Exercise objective:
Carry on the article about the IfM's new Cambridge building and the EPSRC knowledge transfer grants, starting after its last sentence.
____ Reading text
Unlike the buildings you traditionally associate with the university, those on the mostly undergraduate free west campus are more likely to appeal to makers of modernistic science fiction films than period movies. The new £15m home, with its ultra-green environment rating, might be a million miles from the IfM’s old home in the middle of the city. IfM now sits alongside other new Cambridge ventures, such as the IT department’s William Gates building and the Hauser Forum “a focal point for entrepreneurship and technology transfer”.

Like these other buildings, the IfM’s new facility gets its name from a major donor. Dr Alan Reece, founder of Pearson Engineering, which develops “combat engineer systems and equipment,” chipped in with a £5 million contribution to the building costs. A further £5 million came from the Gatsby Charitable Foundation, the vehicle that Lord David Sainsbury uses in his efforts to give away “at least £1 billion” during his lifetime, adding to £7 million or so that it has put into the IfM since 1991.

The manufacturing label hasn’t been an accurate reflection of everything that IfM does for some time now, which explains why it has added “technology” and “policy” to its banner heading. With 240 researchers and other staff, up from 50 a decade ago, the IfM also houses the Centre for Technology Management and is active in studying such hot topics as open innovation, for example.

You have to admire the Research Councils for their persistence when it comes to urging the researchers they support to pay more attention to what happens to all that new science after they have sent off the inevitable research publications. The Engineering and Physical Sciences Research Council has just told us that it is putting £55 million over the next three years into grants for 12 Knowledge Transfer Account and 13 Knowledge Transfer Secondments.

The cash involved ranges from £450,000 to £8.3 million. But this isn’t just a case of lobbing money at a bunch of academics and leaving then to get on with it. EPSRC’s announcement says that “An essential element in the success of these grants will be universities and the potential users of research outputs being involved together in setting strategy and targeting resources.”
________
____ Records shown
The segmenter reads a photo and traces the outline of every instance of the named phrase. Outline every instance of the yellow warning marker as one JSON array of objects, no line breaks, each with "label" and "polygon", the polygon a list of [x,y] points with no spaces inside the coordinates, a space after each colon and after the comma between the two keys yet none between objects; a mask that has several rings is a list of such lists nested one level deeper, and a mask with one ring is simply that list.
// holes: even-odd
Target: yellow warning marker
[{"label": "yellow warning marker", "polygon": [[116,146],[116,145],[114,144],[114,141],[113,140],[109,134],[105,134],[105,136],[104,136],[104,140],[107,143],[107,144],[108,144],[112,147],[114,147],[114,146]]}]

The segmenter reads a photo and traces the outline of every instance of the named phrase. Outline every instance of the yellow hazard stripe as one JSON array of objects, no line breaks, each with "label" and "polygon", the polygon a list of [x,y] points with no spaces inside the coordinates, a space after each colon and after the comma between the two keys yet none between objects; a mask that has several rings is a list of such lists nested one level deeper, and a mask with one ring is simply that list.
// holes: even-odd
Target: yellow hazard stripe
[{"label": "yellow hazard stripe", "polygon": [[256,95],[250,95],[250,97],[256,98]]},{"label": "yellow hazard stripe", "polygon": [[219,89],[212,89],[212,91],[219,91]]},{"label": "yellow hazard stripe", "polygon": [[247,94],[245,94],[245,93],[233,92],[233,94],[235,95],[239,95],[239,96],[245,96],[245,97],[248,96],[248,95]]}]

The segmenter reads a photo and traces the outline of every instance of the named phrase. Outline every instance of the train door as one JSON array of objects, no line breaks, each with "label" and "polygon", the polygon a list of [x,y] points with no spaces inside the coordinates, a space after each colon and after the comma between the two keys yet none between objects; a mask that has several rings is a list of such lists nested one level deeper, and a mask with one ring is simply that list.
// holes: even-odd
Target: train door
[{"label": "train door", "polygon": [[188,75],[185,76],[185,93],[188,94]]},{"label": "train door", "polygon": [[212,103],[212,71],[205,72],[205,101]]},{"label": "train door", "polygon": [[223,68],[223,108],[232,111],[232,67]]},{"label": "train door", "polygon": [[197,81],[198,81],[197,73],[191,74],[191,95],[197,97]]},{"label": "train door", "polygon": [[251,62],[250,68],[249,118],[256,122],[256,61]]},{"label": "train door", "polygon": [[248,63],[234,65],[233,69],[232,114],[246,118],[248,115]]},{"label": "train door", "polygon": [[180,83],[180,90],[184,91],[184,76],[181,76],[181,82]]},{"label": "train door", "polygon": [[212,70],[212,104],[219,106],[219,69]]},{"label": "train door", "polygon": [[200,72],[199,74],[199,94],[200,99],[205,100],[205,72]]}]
________
Result of the task:
EPSRC’s web site lives up to is arachnid tag, so you have to follow a lot of threads to land on details of these grants. Do so and you will find that the big one, a staggeringly precise £8,298,190, goes to the Manchester Business School and Professor Rod Coombs, a long time player in research into innovation, who even comes with the job title “Vice President (Innovation And Economic Development)”. The details of the grant tell us that among the things that Manchester gets up to is “joint horizon-scanning which focuses on helping researchers and users to explore technology/problem domains and develop novel strategies to solve them”.

Training, CPD as they put it, lapsing into the jargon that seems to be obligatory in such things, is also a part of the Manchester package. The details of the grant, which runs from 1 October to 30 September 2012, promise “Masterclasses on a given technology domain” that “will enable users to develop strategies to exploit it”.

Another big grant is the £5,749,200 for the University of Sheffield’s Knowledge Transfer Account. This time the Principal Investigator, a title that they use even when there isn’t much in the way of research going on to investigate things, is Professor Tony Ryan, who spent some years advising ICI, the now defunct chemicals, on what went on at the frontiers of chemistry research.

A part of Sheffield’s plan is its Virtual Corporate Laboratory. It describes this as “an exemplar programme to fuel the product pipelines of corporate partners; working on collaborative programmes to convert University R into company focused D”.

There is stuff in Sheffield’s description about the group’s philosophy. For example, they write of their belief that “the point of contact between the academic researcher and the end user is critical to effective knowledge transfer”. You can say that again. It is good to see that some universities appreciate this simple fact of life.